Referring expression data
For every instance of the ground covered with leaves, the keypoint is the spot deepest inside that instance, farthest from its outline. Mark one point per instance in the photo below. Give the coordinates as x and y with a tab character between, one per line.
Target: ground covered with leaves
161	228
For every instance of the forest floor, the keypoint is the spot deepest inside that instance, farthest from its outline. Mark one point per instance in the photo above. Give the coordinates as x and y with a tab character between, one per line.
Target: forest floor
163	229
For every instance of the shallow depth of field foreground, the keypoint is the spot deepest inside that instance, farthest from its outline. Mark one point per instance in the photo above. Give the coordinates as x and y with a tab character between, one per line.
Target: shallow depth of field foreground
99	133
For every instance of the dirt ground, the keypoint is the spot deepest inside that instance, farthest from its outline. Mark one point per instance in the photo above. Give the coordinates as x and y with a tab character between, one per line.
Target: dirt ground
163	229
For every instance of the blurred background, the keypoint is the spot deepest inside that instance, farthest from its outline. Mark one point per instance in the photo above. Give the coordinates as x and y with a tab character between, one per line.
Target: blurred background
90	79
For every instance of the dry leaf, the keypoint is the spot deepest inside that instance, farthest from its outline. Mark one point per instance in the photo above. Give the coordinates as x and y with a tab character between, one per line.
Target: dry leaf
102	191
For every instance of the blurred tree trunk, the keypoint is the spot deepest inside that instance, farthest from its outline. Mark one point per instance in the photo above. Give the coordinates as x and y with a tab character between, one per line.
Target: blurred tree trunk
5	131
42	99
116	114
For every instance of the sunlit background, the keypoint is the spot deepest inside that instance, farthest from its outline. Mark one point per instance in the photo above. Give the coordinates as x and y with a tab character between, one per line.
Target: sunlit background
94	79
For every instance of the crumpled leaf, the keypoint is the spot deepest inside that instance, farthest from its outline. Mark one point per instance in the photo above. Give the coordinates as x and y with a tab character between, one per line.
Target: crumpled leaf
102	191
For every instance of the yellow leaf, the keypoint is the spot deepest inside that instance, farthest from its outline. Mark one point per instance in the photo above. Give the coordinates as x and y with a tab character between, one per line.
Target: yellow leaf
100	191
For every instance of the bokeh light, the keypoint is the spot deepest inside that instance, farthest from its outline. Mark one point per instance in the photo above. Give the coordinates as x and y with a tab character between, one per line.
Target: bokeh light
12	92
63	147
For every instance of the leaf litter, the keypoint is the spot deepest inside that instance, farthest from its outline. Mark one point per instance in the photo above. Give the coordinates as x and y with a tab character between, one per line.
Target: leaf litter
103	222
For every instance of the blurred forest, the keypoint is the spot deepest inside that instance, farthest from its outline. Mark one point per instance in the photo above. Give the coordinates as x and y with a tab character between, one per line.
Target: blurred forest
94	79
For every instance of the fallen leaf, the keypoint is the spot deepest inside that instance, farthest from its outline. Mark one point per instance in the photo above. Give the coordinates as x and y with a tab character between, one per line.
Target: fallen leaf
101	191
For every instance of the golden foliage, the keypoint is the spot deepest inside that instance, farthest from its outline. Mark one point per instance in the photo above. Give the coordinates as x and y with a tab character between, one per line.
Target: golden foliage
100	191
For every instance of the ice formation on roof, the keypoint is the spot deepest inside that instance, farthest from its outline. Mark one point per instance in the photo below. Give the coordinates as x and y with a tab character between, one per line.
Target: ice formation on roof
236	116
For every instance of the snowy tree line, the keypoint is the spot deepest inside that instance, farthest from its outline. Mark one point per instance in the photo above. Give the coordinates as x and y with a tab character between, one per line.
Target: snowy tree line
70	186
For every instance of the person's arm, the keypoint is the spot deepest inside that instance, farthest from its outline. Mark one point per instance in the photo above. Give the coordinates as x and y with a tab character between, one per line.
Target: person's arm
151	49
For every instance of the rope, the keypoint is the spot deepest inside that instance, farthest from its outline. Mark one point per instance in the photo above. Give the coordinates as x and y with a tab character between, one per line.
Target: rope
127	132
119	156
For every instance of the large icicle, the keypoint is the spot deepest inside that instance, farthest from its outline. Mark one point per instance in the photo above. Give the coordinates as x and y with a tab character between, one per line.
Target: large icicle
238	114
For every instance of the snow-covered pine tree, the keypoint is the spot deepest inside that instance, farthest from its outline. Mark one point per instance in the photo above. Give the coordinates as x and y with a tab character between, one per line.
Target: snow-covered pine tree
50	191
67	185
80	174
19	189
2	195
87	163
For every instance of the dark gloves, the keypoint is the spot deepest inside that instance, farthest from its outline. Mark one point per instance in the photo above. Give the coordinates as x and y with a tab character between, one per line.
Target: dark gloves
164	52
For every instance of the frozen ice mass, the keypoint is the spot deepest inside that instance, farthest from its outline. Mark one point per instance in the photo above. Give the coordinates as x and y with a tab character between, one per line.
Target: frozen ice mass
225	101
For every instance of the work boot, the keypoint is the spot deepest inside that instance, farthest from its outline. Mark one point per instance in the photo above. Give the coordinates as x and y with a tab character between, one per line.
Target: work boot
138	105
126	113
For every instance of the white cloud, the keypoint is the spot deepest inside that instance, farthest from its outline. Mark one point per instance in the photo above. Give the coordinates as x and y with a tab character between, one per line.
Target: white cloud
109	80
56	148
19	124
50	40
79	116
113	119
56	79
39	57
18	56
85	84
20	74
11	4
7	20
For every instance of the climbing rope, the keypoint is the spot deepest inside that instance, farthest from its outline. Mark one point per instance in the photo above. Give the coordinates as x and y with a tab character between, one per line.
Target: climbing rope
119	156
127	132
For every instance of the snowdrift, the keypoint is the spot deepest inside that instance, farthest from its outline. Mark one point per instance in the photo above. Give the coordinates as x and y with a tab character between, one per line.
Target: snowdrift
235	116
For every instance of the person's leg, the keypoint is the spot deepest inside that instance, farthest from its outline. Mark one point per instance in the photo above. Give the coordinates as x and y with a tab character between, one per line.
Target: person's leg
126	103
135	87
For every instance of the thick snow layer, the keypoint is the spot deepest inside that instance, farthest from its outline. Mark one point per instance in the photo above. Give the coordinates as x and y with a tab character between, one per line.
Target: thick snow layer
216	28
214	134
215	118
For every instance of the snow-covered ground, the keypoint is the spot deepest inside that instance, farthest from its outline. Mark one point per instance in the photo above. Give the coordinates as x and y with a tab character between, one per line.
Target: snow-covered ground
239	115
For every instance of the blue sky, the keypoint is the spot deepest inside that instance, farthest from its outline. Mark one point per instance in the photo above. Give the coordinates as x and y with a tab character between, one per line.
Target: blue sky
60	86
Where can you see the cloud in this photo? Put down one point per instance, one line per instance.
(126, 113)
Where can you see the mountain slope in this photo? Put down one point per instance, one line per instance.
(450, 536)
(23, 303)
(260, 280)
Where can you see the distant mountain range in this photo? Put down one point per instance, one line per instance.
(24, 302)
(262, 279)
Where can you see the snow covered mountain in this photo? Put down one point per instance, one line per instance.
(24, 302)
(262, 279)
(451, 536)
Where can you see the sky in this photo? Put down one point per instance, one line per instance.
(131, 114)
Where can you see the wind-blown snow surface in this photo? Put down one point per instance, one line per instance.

EXERCISE INSTRUCTIONS
Lines with "below" in the records: how many are there? Give only the number.

TASK ANSWER
2